◆ Excerpted text:
-.-.-
Massachusetts 3rd District
Worcester is still pronounced with a particularly pungent Massachusetts accent making it sound as though it had no r’s. For more than 200 years, it has been one of the nation’s centers of tinkering, contriving, and inventing, even though it is one of the few active industrial cities not located on a river, lake, or seacoast. In the mid-19th century, the city won renown as the valentine-making capital of the United States for its production of lavish valentines and other greeting cards. Fifty years ago, Worcester’s biggest industries were wire-making, textiles, grinding wheels, and envelopes. It is where the birth control pill was invented and where Worcester native and Clark University professor Robert Goddard shot off experimental rockets before relieved locals saw him off to New Mexico.
-.-.-
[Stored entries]
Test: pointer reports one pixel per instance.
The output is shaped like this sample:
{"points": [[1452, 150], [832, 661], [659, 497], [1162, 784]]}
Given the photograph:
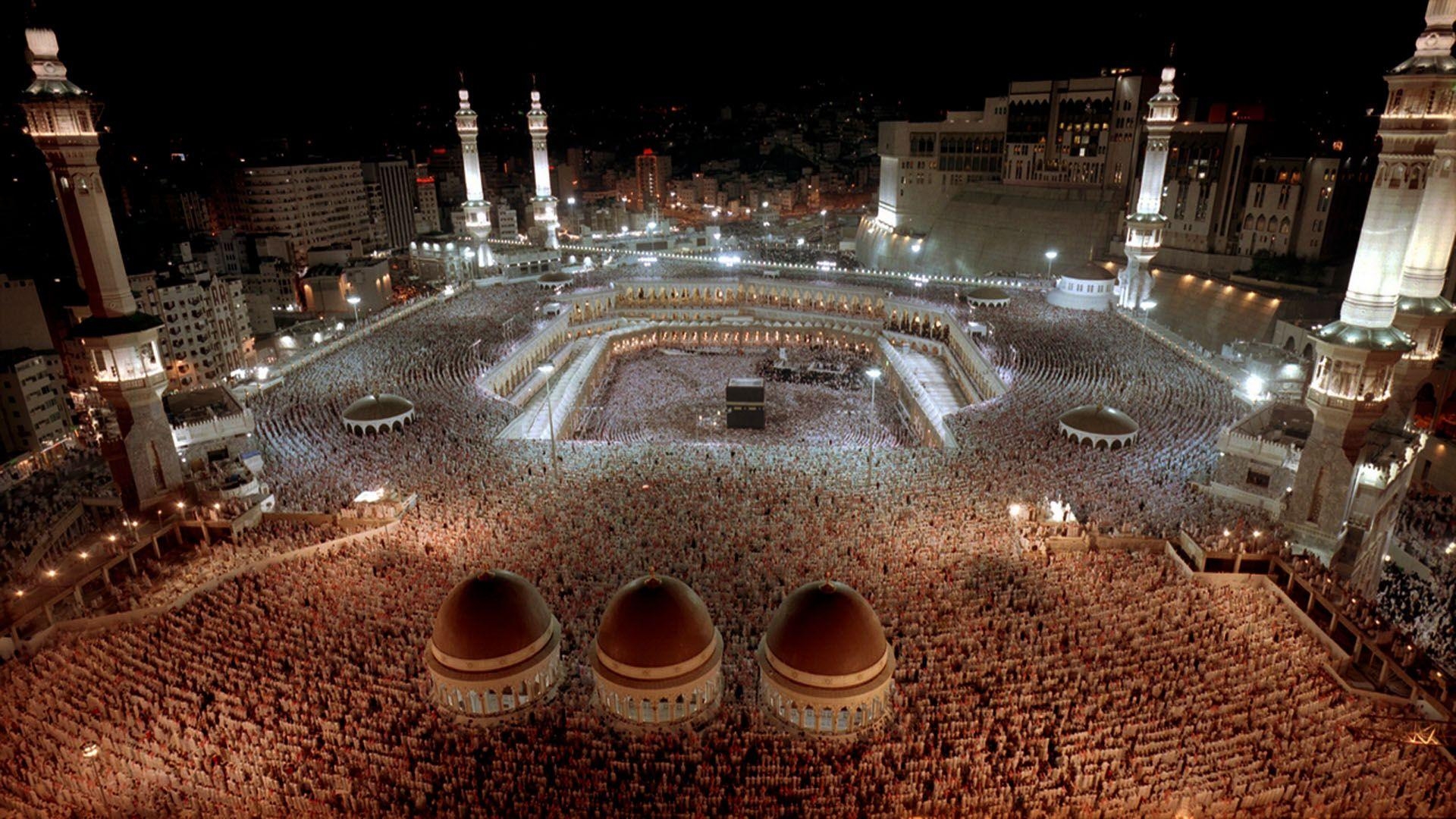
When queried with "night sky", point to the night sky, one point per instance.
{"points": [[362, 72], [359, 80]]}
-.-.-
◆ Required tasks:
a. Decide whether each statement below agrees with the Worcester passage above the rows. For each, answer yes or no and quote the words of the passage that settle it.
(i) Worcester sits on a river.
(ii) The birth control pill was invented in Worcester.
(iii) Textiles were among Worcester's biggest industries fifty years ago.
b. Rewrite the Worcester passage from "Massachusetts 3rd District" up to and including "to New Mexico.", renaming "wire-making" as "wire-drawing".
c. Answer these questions from the Worcester passage above the rows.
(i) For how many years has Worcester been a center of tinkering, contriving, and inventing?
(ii) What was the city known as in the mid-19th century?
(iii) Where did locals see Robert Goddard off to?

◆ Task-by-task outputs:
a.
(i) No: "one of the few active industrial cities not located on a river, lake, or seacoast"
(ii) Yes: "It is where the birth control pill was invented"
(iii) Yes: "Fifty years ago, Worcester’s biggest industries were wire-making, textiles, grinding wheels, and envelopes"

b.
Massachusetts 3rd District
Worcester is still pronounced with a particularly pungent Massachusetts accent making it sound as though it had no r’s. For more than 200 years, it has been one of the nation’s centers of tinkering, contriving, and inventing, even though it is one of the few active industrial cities not located on a river, lake, or seacoast. In the mid-19th century, the city won renown as the valentine-making capital of the United States for its production of lavish valentines and other greeting cards. Fifty years ago, Worcester’s biggest industries were wire-drawing, textiles, grinding wheels, and envelopes. It is where the birth control pill was invented and where Worcester native and Clark University professor Robert Goddard shot off experimental rockets before relieved locals saw him off to New Mexico.

c.
(i) More than 200 years.
(ii) The valentine-making capital of the United States.
(iii) New Mexico.